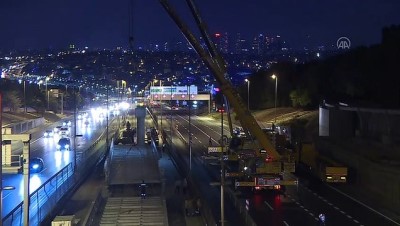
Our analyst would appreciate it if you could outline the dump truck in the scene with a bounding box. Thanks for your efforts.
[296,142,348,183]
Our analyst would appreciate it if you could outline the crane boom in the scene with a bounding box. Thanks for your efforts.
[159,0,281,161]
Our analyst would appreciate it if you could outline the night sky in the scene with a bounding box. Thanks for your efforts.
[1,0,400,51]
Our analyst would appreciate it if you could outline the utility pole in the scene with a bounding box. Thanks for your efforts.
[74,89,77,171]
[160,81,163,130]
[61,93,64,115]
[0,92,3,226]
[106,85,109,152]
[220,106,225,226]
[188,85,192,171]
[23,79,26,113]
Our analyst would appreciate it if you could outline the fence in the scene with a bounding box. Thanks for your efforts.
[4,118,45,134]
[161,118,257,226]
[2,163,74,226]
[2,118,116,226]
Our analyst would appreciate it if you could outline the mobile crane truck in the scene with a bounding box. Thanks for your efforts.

____

__What the task asks__:
Give the data above again, exactly and completely. No pictures go in.

__Written answer__:
Our analyst would appreciate it if you could outline the dump truck in the scene with a bounding box. Thanks for your efforts.
[296,142,348,183]
Our analyst would appreciate it if you could outline the crane boom in the scene with a bounding box. Thanks for your efforts.
[159,0,281,161]
Our analyst would appreciate it if you could outline the night sky in the scene with a bounding box. Thanks for your efforts.
[1,0,400,51]
Our analyst would appreciate it if you could outline the utility pole in the scene with a bounding box. Thanks for your efforts.
[74,89,77,171]
[160,81,163,130]
[61,93,64,115]
[0,92,3,226]
[106,85,109,152]
[220,106,225,226]
[188,85,192,171]
[23,79,26,113]
Our analyst would appreciate it if you could outline the fence in the scene with a bounding box. Thanks for your efforts.
[4,118,45,134]
[161,118,257,226]
[2,163,74,226]
[2,118,116,226]
Our analyst would appreciate it if you could outline the mobile crane truck in the scene with a bounding box. Thanks for your efforts.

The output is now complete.